« C’est la dernière… »
Hier soir avait lieu la projection de courts métrages Perspectives sourdes : on tourne! – programme 1. Une soirée lors de laquelle étaient présentés des films ayant tous été écrits, réalisés et/ou produits par des cinéastes sourd·es québécois·es ou canadien·es.
Pour être honnête, bien que je sois ouvert d’esprit et habitué de rencontrer des gens différents de moi – peu importe les différences –, j’avais évidemment certains préjugés et certaines appréhensions en arrivant sur place. Je me demandais, bien innocemment, à quoi pouvait bien ressembler un film réalisé par une personne sourde. Hé bien… Ça ressemble à un film. La principale différence avec ce que j’ai l’habitude de voir, apparait surtout dans les thèmes. Mais peut-être était-ce simplement dû au thème de la soirée.
De quoi traitaient ces films? Je vais vous le dire, puisque Le Petit Septième était le seul média à s’être présenté. La majorité des œuvres présentées traitaient d’une variété d’enjeux que peuvent vivre les personnes sourdes. En passant, j’ai appris qu’on ne dit pas, n’en déplaise aux bien pensants, « une personne malentendante ». J’en profite aussi pour mentionner que certaines personnes croient encore au concept erroné de « personnes sourdes et muettes ». Sachez aussi que les personnes sourdes ne sont pas (pour la plupart en tout cas) muettes. Au contraire, elles sont totalement en mesure de discuter comme n’importe qui d’autre. Elles ont une langue, de la même manière que je parle français ou que d’autres parlent arabe.
Ceci étant dit, revenons à la soirée.

[Enregistrements tirés d'une collection]

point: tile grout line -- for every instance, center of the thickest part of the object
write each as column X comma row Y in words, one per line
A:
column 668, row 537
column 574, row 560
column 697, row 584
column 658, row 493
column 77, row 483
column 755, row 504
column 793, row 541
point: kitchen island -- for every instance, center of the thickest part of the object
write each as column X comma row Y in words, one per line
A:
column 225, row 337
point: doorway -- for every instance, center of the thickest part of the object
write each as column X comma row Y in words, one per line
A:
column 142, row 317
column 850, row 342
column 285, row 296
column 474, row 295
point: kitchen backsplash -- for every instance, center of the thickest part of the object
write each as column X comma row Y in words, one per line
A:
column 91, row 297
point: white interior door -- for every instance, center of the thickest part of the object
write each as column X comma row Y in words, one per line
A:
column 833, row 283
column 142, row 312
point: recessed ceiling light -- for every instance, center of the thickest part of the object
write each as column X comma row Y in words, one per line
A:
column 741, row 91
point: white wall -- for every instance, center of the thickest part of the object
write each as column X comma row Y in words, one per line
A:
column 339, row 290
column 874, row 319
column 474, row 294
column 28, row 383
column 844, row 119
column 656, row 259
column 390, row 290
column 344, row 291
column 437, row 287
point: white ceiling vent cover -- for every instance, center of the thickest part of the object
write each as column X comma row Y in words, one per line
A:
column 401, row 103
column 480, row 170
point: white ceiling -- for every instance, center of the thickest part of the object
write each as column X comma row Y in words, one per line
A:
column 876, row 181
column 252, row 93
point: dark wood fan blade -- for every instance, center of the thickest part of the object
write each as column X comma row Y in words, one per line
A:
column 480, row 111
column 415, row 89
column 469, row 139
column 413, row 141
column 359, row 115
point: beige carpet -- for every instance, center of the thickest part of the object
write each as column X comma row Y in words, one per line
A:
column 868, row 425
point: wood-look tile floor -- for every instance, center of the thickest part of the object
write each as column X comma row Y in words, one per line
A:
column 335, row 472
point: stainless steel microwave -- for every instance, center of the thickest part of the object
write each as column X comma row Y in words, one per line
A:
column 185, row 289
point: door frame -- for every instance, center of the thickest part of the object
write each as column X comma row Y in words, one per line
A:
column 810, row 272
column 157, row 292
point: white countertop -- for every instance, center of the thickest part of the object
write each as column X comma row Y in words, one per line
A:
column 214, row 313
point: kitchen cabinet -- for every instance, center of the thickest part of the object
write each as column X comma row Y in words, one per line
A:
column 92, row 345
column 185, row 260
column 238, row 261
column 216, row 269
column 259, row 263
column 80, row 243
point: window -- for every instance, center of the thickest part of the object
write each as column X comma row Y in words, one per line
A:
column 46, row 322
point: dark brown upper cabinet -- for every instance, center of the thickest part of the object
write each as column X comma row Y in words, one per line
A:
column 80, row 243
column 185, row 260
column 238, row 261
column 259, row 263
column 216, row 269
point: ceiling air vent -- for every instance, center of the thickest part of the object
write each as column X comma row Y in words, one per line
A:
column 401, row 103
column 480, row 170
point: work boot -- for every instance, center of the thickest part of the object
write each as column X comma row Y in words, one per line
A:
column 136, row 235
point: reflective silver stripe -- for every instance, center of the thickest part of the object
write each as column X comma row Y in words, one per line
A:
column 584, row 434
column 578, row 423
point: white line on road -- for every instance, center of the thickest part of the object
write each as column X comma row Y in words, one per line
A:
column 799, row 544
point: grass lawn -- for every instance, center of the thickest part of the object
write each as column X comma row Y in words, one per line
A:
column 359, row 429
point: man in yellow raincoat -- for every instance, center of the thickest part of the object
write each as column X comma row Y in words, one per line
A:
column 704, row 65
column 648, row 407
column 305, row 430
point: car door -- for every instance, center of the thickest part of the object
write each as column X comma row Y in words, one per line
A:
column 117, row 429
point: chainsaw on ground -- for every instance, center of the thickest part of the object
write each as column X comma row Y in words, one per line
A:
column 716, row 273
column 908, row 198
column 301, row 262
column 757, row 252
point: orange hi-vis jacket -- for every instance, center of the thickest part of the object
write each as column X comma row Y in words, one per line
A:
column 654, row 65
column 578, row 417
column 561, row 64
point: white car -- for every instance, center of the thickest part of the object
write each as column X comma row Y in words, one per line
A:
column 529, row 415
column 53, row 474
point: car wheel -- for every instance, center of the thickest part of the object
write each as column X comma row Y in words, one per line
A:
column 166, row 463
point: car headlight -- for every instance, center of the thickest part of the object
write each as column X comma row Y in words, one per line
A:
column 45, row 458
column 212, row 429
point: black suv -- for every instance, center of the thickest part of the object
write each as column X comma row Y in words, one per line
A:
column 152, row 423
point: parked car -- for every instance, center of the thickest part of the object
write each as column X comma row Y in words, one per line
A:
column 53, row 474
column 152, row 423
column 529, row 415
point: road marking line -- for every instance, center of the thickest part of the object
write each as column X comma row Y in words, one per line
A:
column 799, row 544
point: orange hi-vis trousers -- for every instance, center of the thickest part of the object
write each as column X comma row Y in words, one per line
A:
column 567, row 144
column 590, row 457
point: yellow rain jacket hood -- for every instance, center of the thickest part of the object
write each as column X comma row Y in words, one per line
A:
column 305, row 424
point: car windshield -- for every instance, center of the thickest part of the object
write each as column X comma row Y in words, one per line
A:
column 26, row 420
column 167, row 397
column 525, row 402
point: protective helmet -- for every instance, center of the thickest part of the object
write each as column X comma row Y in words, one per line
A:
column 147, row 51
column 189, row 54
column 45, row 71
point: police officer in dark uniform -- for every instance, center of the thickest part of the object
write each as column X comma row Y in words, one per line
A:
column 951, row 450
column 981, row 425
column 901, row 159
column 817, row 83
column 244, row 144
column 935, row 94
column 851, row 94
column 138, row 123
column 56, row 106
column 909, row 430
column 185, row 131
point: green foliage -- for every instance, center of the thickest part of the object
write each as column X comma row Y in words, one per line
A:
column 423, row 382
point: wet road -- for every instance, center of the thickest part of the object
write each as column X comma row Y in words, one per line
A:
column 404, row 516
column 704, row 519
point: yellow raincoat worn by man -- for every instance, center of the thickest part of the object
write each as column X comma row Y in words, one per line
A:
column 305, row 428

> [OBJECTIF 1]
Répondez à ces questions sur le compte rendu de la projection de courts métrages.
(a) Quel est le titre du programme projeté la veille?
(b) Quel média était le seul à s'être présenté?
(c) Quelle expression, d'après le texte, ne dit-on pas pour désigner une personne sourde?
> [OBJECTIF 2]
Rédigez la suite du compte rendu de la projection de courts métrages, après sa dernière phrase.

> [RÉSULTAT OBTENU 1]
(a) Perspectives sourdes : on tourne! – programme 1
(b) Le Petit Septième
(c) « une personne malentendante »

> [RÉSULTAT OBTENU 2]
En arrivant sur place, une chose m’a frappé. Le bistro de la Cinémathèque québécoise était rempli, mais c’était silencieux. En discutant avec D. Kimm, la directrice de Phénomena, j’ai bien compris que je ne savais pas trop comment aborder les sujets touchant de près ou de loin aux personnes sourdes. Ce fut ainsi une discussion intéressante qui m’aida à comprendre un peu plus comment elles interagissaient. Ce qui me paraissait particulièrement calme était en fait très animé. Comme quoi mes perceptions étaient empreintes des filtres qui me constituent. Lors de ma discussion avec D. Kimm, j’ai aussi appris que ce serait probablement la dernière grosse édition de Phénomena. Les subventions en cultures ont été radicalement réduites dans la dernière année et demie. Phénomena se retrouve dans la même situation que plusieurs acteurs du milieu culturel québécois. D’ailleurs, les médias comme LPS sont aussi touchés.
Espérons simplement que Phénomena sera toujours en mesure d’offrir des performances originales, inclusives et parfois déstabilisantes, comme le festival le fait depuis plusieurs années.
Un film qui raconte les histoires vraies de personnes sourdes – une œuvre néoréaliste qui entrecoupe trois récits. Ces récits explorent la diversité, les nuances et les particularités des expériences vécues par les personnes sourdes.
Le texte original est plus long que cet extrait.